[Stored items from a collection]
▬▬▬▬▬▬▬▬▬▬
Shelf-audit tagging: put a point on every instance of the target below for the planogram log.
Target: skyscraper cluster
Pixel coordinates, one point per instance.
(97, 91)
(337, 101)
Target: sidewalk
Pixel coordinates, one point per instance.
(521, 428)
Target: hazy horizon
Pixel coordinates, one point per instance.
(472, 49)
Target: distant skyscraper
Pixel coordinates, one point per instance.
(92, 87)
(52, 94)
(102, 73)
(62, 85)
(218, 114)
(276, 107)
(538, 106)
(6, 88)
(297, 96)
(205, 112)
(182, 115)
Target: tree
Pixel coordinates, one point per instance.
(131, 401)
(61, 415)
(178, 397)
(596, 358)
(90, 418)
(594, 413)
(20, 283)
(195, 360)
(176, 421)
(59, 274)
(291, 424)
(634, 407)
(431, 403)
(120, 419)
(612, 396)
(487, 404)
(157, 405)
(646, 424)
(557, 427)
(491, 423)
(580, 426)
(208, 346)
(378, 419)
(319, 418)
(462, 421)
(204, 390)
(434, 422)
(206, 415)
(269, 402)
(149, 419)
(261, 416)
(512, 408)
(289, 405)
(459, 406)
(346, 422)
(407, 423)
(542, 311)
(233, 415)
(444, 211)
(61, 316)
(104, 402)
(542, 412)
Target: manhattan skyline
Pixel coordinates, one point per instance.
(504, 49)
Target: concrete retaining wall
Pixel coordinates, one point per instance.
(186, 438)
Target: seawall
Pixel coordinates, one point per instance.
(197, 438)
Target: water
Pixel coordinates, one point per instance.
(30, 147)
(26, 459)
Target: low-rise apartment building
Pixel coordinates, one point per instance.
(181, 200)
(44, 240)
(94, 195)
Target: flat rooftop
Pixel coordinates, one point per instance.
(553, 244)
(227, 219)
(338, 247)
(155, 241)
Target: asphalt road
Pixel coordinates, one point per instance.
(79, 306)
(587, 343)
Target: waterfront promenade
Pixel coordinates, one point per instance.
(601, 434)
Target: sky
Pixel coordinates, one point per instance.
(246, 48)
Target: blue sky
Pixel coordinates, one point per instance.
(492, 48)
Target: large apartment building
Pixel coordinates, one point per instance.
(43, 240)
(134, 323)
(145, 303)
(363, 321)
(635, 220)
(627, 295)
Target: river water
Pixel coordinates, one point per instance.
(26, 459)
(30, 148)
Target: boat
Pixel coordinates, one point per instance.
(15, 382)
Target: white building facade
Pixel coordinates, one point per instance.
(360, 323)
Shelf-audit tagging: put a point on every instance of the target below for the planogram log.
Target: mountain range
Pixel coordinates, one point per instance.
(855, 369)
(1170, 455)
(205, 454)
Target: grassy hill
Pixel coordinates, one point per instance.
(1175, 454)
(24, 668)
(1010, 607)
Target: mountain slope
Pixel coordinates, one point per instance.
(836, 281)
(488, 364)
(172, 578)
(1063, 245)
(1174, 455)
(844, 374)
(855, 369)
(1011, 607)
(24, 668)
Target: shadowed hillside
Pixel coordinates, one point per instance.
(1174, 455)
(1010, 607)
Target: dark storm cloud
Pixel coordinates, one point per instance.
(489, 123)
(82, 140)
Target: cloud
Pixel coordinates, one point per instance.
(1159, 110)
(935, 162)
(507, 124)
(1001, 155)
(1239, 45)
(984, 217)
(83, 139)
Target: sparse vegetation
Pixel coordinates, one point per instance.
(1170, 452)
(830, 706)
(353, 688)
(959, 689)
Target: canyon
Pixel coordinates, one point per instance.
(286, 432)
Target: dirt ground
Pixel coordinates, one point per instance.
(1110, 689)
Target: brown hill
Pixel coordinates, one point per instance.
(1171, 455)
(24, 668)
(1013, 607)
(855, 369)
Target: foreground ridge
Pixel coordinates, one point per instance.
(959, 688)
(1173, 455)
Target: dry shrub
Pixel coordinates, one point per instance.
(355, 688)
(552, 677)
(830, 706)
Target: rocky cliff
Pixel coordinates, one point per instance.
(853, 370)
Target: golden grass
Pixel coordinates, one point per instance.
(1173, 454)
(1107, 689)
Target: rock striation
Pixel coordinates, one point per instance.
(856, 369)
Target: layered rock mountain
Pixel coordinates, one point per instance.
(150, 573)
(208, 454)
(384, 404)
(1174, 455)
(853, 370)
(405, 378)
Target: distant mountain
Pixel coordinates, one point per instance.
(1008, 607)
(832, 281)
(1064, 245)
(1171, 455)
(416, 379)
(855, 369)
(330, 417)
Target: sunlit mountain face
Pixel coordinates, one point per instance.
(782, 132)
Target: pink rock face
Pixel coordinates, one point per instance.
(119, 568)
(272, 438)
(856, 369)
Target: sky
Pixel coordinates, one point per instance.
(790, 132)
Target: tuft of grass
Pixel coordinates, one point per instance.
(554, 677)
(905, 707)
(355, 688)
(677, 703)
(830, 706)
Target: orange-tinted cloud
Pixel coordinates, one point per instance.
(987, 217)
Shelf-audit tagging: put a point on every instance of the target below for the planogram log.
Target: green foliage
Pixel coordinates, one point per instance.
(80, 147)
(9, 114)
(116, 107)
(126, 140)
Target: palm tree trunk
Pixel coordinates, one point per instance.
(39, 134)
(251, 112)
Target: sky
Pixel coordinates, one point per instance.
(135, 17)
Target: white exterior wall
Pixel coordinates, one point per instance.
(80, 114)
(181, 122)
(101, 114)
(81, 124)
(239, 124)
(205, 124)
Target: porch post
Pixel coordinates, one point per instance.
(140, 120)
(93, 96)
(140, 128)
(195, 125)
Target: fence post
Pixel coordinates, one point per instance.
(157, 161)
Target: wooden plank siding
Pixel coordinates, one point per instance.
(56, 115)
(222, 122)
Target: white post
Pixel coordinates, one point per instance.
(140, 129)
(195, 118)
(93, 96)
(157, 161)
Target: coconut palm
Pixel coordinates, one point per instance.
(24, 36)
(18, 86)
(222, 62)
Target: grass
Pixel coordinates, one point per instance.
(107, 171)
▬▬▬▬▬▬▬▬▬▬
## Set task
Copy out every line of the items above word for word, from start to finish.

## Answer to this problem
Shelf-audit tagging: put a point on every instance of the target below for the planogram log.
Target: skyscraper cluster
Pixel coordinates, one point per instance.
(97, 91)
(337, 101)
Target: sidewalk
Pixel coordinates, one point per instance.
(521, 428)
Target: hazy horizon
Pixel coordinates, one point per instance.
(472, 49)
Target: distant skyscraper
Pixel coordinates, one point per instance.
(92, 87)
(52, 94)
(102, 73)
(62, 85)
(218, 114)
(276, 107)
(538, 106)
(6, 88)
(297, 96)
(205, 112)
(182, 115)
Target: tree
Pixel coordinates, one point per instance.
(131, 401)
(61, 415)
(178, 397)
(596, 358)
(90, 418)
(594, 413)
(20, 283)
(195, 360)
(176, 421)
(59, 274)
(291, 424)
(634, 407)
(431, 403)
(120, 419)
(612, 396)
(487, 404)
(157, 405)
(646, 424)
(557, 427)
(491, 423)
(580, 426)
(208, 346)
(378, 419)
(319, 418)
(462, 421)
(204, 390)
(434, 422)
(206, 415)
(269, 402)
(149, 419)
(261, 416)
(512, 408)
(289, 405)
(459, 406)
(346, 422)
(407, 423)
(542, 311)
(233, 415)
(444, 211)
(61, 316)
(104, 402)
(542, 412)
Target: manhattan skyline
Pixel coordinates, one point per instance.
(504, 49)
Target: concrete retaining wall
Pixel coordinates, one point per instance.
(186, 438)
Target: seawall
Pixel coordinates, one point per instance.
(197, 438)
Target: water
Pixel coordinates, one point per instance.
(30, 147)
(26, 459)
Target: low-rise apartment building
Pixel coordinates, one point per instance.
(181, 200)
(44, 240)
(94, 195)
Target: flat rooftop
Pixel coordinates, one point per instance.
(553, 244)
(227, 219)
(338, 247)
(155, 241)
Target: asphalt road
Pixel coordinates, one point per instance.
(79, 306)
(587, 343)
Target: waterfront promenade
Pixel coordinates, one point per instance.
(601, 434)
Target: sky
Pixel coordinates, one point per instance.
(246, 48)
Target: blue sky
Pixel coordinates, one point per instance.
(492, 48)
Target: large apartment building
Pixel coordinates, one point per instance.
(43, 240)
(134, 323)
(145, 303)
(363, 321)
(635, 220)
(627, 295)
Target: river water
Pixel coordinates, one point per instance.
(26, 459)
(30, 148)
Target: boat
Pixel coordinates, one point per instance.
(15, 382)
Target: white building facade
Pixel coordinates, one point per instance.
(360, 323)
Shelf-audit tagging: put a point on every instance of the target below for the planogram log.
Target: mountain range
Pixel coordinates, one point per instance.
(855, 369)
(1170, 455)
(205, 454)
Target: grassy hill
Pixel coordinates, one point per instance.
(1175, 454)
(24, 668)
(1010, 607)
Target: mountain slope
Pixel coordinates, one point per instance.
(836, 281)
(488, 364)
(172, 578)
(1063, 245)
(1174, 455)
(844, 374)
(855, 369)
(1011, 607)
(24, 668)
Target: shadowed hillside
Pixel coordinates, one point per instance.
(1174, 455)
(1010, 607)
Target: dark storm cloud
Pixel coordinates, one point per instance.
(489, 123)
(82, 140)
Target: cloud
Pixel coordinates, one point per instance.
(1159, 110)
(935, 162)
(507, 124)
(1001, 155)
(1239, 45)
(984, 217)
(83, 139)
Target: sparse vegetation
Pixel coordinates, one point per instance.
(1170, 452)
(830, 706)
(353, 688)
(959, 689)
Target: canyon
Pixel coordinates, one point per instance.
(286, 432)
Target: dirt ground
Pixel coordinates, one point per instance.
(1110, 689)
Target: brown hill
Pixel coordinates, one point per instance.
(1171, 455)
(24, 668)
(1013, 607)
(855, 369)
Target: foreground ridge
Pixel coordinates, one point per instance.
(959, 688)
(1173, 455)
Target: dry shrub
Pixel coordinates, one point per instance.
(355, 688)
(552, 677)
(830, 706)
Target: rocky cliff
Pixel coordinates, one point per instance.
(853, 370)
Target: golden grass
Pixel coordinates, one point per instance.
(1173, 454)
(1107, 689)
Target: rock striation
Pixel coordinates, one point per instance.
(856, 369)
Target: layered rock mountain
Pixel coordinates, one point per instance.
(150, 573)
(208, 454)
(384, 404)
(1174, 455)
(853, 370)
(405, 378)
Target: distant mountain
Pixel coordinates, one point per instance.
(1008, 607)
(832, 281)
(1064, 245)
(1171, 455)
(416, 379)
(855, 369)
(330, 417)
Target: sunlit mountain face
Pixel coordinates, one point per instance.
(782, 132)
Target: pink rock face
Pixel coordinates, one point per instance.
(119, 568)
(272, 438)
(856, 369)
Target: sky
Pixel coordinates, one point per instance.
(790, 132)
Target: tuft of grass
Pixel coordinates, one point per instance.
(554, 677)
(905, 707)
(355, 688)
(677, 703)
(830, 706)
Target: orange-tinted cloud
Pixel coordinates, one point per instance.
(987, 217)
Shelf-audit tagging: put a point on every instance of the target below for the planogram log.
Target: green foliage
Pixel coordinates, one point per instance.
(80, 147)
(9, 114)
(116, 107)
(126, 140)
Target: palm tree trunk
Pixel coordinates, one point per instance.
(39, 134)
(251, 112)
Target: sky
Pixel coordinates, one point per instance.
(135, 17)
Target: white exterior wall
Pixel coordinates, one point per instance.
(80, 114)
(181, 122)
(101, 114)
(81, 124)
(239, 124)
(205, 124)
Target: porch post
Pixel coordinates, one point per instance.
(140, 120)
(93, 96)
(140, 128)
(195, 125)
Target: fence post
Pixel coordinates, one point per instance.
(157, 161)
Target: wooden plank siding
Pixel coordinates, one point per instance.
(56, 115)
(222, 122)
Target: white post
Pixel coordinates, one point per instance.
(140, 129)
(195, 118)
(93, 96)
(157, 161)
Target: coconut palm
Pixel coordinates, one point per instance.
(24, 36)
(18, 86)
(222, 62)
Target: grass
Pixel coordinates, one point per instance.
(107, 171)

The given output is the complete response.